#### [Given exercise]
Rewrite the entries below as a JSON list of strings with one string per line, leaving out any blank lines.

#### [Data lines]
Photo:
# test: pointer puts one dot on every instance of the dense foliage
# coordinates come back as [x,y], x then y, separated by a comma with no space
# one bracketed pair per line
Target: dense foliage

#### [Written response]
[
  "Photo:",
  "# test: pointer puts one dot on every instance of the dense foliage",
  "# coordinates come back as [x,y], x then y, separated by a comma with no space",
  "# one bracketed pair per line",
  "Target: dense foliage"
]